#### [Work order]
Only a number is wanted here: the count of lines in the entries below that contain the word "positive".

#### [Provided data]
####
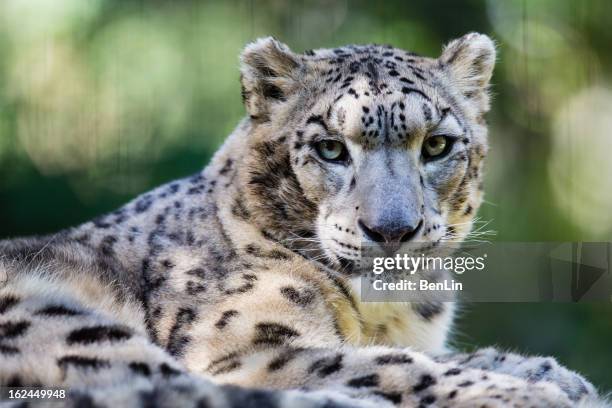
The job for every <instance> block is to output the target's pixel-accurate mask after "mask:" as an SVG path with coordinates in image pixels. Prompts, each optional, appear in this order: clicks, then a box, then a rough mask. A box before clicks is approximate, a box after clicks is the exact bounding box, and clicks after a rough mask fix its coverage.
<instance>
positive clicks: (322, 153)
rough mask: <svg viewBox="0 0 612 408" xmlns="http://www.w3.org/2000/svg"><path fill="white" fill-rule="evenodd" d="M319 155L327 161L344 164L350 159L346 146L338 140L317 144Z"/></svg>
####
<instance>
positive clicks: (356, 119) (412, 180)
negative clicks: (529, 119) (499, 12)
####
#### [Output for this task]
2